## [KUTIPAN DOKUMEN]
== == ==

Polisi Syariah: Belum Ada Keputusan Cambuk

0
Langsa - Dinas Syariat Islam Kota Langsa, Provinsi Aceh, mengaku belum memutuskan hukuman cambuk bagi Y, 25 tahun, warga Lhok Banie, Kecamatan Langsa Barat, yang menjadi korban pemerkosaan oleh delapan pria yang menggerebeknya saat berbuat mesum pada Kamis dinihari lalu, 1 Mei 2014.

“Sedang ditangani penyidik Polres Langsa karena di Polisi Syariah tidak ada penyidik," kata Kepala Dinas Syariat Islam Ibrahim Latif kepada Tempo, Rabu, 7 Mei 2014. Soal apakah akan dikenakan qanun khalwat atau tidak itu bergantung pada hasil penyelidikan. Selanjutnya, ujar dia, dari penyidik akan diteruskan ke kejaksaan, Mahkamah Syariah. 

"Kalau ada keputusan perintah eksekusi cambuk, baru kami yang kerjakan,” ucap Ibrahmin. Ia  enggan menjelaskan lebih lanjut. “Saya tidak mau mengatakan sekarang dicambuk atau tidak. Keputusannya bergantung pada hasil penyelidikan dan Mahkamah.”  

Menurut Ibrahim, Dinas Syariat Islam hanya menjalankan tugas pokok dan fungsi. Dia menjelaskan hukuman cambuk merupakan bagian dari pembinaan. Namun, jika kasus ini sudah masuk ranah hukum, hasil dari penyelidikan polisi dan Mahkamah menjadi hasil akhir.

Y diperkosa oleh delapan pria dengan alasan ingin memberinya pelajaran lantaran kerap terlihat membawa laki-laki yang diduga bukan muhrim ke rumahnya pada malam hari. Lima pemerkosa kabur, sementara tiga orang berhasil dicokok Kepolisian Resor Langsa, salah satunya masih berusia 15 tahun.

== == ==

## [BARIS DATA]
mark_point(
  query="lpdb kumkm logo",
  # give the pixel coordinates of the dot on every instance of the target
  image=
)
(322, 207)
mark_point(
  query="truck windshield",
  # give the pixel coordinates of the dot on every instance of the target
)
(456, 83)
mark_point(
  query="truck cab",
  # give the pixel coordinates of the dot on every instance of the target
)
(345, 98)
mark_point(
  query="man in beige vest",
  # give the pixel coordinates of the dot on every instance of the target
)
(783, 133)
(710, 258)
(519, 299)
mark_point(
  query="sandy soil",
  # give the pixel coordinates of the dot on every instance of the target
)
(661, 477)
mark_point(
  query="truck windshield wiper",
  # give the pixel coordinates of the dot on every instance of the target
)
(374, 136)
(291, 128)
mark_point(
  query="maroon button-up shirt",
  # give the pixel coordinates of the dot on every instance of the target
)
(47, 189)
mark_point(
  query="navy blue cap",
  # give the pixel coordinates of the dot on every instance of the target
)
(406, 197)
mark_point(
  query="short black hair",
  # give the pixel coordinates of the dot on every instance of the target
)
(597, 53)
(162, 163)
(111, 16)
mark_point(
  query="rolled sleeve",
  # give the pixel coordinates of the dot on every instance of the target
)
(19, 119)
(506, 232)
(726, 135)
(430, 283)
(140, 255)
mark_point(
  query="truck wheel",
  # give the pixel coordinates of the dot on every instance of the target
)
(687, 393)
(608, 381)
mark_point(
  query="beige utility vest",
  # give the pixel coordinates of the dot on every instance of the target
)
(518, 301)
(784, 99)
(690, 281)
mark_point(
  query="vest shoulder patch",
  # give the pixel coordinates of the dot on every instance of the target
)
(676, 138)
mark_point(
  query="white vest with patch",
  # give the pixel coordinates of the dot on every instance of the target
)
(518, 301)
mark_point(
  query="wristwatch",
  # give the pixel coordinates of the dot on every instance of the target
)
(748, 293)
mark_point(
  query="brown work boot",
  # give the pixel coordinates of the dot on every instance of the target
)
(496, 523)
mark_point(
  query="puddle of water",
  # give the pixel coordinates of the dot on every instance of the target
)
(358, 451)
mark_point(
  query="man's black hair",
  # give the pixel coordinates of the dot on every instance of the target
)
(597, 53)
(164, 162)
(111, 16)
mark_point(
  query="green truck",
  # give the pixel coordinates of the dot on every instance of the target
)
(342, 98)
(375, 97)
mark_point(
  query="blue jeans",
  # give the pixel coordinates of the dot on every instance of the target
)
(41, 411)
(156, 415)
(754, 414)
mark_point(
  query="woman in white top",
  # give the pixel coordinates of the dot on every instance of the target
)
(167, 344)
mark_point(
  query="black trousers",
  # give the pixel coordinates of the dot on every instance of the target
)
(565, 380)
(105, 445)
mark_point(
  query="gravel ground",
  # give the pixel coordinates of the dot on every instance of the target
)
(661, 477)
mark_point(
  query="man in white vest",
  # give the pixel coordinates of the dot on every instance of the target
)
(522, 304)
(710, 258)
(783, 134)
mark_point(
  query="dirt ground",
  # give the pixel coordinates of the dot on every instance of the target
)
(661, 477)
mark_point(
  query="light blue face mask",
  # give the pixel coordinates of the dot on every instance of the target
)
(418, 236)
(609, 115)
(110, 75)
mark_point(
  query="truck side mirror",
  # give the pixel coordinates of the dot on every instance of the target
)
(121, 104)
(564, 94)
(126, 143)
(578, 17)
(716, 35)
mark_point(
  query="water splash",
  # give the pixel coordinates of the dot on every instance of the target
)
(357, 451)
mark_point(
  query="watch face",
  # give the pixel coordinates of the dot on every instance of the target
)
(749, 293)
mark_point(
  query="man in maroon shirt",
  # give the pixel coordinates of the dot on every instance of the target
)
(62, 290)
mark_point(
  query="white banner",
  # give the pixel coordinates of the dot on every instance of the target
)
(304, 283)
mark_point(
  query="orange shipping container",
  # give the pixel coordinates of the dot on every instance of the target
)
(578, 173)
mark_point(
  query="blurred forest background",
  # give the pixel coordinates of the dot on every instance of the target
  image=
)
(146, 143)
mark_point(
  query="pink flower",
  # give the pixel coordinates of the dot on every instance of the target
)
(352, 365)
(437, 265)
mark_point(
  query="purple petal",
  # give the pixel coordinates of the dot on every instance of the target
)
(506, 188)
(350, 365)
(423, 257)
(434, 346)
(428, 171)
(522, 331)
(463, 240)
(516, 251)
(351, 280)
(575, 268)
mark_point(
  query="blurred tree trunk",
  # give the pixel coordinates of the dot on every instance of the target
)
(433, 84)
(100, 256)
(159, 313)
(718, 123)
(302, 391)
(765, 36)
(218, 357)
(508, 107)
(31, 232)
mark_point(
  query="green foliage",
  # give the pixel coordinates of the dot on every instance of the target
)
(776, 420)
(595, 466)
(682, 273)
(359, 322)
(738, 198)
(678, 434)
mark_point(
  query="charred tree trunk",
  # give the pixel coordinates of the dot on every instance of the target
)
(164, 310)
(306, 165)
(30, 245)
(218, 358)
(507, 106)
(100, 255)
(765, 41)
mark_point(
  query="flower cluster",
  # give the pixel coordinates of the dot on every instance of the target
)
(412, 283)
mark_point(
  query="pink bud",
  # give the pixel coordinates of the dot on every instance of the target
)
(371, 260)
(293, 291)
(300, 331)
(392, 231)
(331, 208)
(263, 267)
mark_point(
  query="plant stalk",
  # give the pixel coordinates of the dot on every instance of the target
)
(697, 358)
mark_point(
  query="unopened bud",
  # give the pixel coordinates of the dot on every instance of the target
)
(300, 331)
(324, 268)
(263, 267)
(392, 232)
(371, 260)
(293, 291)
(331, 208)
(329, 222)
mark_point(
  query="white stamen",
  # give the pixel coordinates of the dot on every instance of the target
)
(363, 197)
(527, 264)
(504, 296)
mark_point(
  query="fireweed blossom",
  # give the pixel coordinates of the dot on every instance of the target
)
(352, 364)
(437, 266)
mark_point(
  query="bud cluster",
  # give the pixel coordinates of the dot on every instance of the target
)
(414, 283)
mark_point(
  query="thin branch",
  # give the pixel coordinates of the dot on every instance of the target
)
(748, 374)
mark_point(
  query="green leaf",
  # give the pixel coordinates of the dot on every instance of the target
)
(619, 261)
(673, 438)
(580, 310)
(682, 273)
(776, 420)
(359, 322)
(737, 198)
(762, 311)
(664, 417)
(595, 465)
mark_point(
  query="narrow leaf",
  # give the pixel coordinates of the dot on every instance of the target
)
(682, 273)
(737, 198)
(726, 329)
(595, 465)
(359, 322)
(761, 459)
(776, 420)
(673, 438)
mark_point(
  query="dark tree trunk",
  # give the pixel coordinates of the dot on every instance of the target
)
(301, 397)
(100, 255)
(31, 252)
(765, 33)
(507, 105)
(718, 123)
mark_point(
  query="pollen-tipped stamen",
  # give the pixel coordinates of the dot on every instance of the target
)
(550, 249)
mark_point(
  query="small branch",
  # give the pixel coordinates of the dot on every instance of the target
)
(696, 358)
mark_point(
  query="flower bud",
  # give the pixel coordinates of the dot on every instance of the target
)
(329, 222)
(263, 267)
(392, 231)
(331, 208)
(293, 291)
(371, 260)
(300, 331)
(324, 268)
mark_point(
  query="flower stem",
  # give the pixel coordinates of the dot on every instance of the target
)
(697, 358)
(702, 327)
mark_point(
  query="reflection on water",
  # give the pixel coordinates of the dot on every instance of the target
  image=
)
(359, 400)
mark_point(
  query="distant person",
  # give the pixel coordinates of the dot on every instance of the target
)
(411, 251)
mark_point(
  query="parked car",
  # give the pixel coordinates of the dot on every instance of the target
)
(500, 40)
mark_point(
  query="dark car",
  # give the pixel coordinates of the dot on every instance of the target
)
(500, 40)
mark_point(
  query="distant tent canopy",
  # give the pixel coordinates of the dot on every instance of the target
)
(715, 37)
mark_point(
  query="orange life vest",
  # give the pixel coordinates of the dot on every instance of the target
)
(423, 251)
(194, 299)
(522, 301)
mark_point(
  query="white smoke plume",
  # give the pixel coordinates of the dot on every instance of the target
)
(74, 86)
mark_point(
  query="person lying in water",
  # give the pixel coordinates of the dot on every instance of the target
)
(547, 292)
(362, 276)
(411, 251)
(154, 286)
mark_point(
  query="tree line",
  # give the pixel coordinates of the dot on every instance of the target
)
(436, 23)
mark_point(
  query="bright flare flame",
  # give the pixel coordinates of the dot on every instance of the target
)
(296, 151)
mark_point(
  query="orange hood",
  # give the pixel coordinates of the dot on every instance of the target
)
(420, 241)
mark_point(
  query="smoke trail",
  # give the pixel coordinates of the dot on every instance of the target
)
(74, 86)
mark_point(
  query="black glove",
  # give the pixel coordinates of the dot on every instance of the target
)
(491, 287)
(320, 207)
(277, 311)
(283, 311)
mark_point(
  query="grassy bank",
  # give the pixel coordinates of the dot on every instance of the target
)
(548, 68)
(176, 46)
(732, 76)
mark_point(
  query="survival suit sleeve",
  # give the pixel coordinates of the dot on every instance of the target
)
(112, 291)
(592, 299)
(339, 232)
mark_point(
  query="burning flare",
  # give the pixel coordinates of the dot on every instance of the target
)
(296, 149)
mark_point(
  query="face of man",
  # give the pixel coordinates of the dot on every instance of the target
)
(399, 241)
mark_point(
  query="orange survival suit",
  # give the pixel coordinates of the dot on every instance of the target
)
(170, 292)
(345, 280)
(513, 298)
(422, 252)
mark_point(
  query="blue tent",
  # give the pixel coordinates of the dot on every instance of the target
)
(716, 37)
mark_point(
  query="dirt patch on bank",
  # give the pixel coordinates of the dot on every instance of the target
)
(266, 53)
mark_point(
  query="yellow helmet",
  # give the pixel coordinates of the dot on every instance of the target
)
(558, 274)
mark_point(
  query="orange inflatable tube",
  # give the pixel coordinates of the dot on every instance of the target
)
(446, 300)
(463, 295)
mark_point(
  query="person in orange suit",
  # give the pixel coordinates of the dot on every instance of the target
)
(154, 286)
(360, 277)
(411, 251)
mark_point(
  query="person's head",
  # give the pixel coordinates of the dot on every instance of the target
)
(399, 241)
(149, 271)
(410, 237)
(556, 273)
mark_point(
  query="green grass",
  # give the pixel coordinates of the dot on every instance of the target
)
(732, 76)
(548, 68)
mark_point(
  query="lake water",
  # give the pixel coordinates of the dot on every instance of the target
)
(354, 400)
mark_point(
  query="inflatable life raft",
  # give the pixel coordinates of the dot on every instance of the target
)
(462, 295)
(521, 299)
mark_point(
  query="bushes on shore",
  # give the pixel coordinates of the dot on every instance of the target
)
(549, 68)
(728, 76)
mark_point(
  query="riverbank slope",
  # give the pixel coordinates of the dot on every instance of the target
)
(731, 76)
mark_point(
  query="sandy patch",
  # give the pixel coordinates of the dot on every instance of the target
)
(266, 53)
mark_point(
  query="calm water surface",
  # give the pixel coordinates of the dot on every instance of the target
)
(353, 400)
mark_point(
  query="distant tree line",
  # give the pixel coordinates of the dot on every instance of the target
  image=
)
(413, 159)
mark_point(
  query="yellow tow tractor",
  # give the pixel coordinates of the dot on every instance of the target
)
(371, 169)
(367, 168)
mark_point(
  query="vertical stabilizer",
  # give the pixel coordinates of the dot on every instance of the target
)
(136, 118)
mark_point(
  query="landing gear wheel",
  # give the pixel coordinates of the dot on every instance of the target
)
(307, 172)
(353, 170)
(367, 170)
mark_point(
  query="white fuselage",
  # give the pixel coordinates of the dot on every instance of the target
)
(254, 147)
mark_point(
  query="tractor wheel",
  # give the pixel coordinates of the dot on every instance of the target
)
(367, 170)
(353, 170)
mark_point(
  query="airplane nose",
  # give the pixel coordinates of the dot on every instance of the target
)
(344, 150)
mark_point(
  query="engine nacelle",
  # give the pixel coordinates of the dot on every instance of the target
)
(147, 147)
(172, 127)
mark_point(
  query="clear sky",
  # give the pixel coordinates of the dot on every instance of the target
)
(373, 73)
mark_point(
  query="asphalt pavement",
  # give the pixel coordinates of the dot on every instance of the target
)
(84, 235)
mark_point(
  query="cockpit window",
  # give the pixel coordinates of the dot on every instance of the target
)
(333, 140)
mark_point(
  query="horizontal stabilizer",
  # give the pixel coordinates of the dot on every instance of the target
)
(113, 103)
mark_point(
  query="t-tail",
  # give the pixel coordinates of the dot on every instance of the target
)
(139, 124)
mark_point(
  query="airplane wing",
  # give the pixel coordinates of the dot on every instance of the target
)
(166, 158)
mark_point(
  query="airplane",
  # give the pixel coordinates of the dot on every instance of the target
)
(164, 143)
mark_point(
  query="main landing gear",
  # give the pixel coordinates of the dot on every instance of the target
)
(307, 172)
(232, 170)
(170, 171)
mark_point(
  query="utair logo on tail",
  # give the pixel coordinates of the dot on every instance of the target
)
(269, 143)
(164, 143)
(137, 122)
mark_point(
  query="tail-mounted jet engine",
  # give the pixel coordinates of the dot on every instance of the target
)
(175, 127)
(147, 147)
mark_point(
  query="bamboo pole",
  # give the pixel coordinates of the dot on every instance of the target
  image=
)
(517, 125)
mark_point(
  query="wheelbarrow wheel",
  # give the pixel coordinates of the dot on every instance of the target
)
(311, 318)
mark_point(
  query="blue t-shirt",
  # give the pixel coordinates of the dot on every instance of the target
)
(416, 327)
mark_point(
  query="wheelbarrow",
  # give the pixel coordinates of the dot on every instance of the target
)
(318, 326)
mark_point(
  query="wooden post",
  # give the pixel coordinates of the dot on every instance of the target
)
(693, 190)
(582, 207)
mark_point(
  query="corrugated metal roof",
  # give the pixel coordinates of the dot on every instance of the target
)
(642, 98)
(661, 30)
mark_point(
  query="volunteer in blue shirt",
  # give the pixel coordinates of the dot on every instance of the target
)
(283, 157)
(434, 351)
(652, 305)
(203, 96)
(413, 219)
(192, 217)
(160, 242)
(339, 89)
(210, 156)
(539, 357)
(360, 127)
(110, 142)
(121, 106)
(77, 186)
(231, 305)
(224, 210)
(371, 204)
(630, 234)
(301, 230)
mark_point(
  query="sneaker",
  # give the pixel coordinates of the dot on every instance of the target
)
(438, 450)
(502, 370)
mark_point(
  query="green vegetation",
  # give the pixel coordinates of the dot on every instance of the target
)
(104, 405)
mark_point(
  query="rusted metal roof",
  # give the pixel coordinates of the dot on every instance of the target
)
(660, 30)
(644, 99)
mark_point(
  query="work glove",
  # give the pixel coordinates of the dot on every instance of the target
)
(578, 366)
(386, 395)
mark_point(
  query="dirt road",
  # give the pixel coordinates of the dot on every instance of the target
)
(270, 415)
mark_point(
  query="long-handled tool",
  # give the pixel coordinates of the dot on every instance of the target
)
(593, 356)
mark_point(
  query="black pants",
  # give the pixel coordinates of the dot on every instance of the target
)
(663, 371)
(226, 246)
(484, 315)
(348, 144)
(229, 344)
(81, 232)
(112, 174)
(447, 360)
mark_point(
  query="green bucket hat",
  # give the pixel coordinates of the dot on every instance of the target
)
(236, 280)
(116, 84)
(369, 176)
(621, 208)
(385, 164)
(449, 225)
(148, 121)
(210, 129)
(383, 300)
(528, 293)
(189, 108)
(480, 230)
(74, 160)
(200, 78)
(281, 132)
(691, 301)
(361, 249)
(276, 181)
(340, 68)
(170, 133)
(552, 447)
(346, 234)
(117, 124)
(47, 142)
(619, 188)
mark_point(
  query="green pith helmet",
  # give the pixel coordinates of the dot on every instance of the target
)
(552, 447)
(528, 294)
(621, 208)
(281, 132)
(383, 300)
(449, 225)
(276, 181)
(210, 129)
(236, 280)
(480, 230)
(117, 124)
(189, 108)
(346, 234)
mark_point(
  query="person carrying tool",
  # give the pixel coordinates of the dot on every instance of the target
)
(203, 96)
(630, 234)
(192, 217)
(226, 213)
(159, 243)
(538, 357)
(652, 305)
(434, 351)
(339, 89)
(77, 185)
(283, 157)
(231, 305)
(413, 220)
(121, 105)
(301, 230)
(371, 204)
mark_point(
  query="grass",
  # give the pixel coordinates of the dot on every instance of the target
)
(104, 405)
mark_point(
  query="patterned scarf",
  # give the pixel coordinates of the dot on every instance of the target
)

== == ==

## [TUGAS LATIHAN]
1. Tuliskan ulang bagian kutipan dokumen mulai dari "Y diperkosa oleh" sampai "berusia 15 tahun.", dan substitusikan "Kepolisian Resor Langsa" dengan "Polres Langsa".
2. Temukan dan salin setiap baris data yang memuat kata "hair". Perbedaan huruf besar dan kecil diperhitungkan.

## [KUMPULAN JAWABAN]
1.
Y diperkosa oleh delapan pria dengan alasan ingin memberinya pelajaran lantaran kerap terlihat membawa laki-laki yang diduga bukan muhrim ke rumahnya pada malam hari. Lima pemerkosa kabur, sementara tiga orang berhasil dicokok Polres Langsa, salah satunya masih berusia 15 tahun.

2.
  query="short black hair",
  query="man's black hair",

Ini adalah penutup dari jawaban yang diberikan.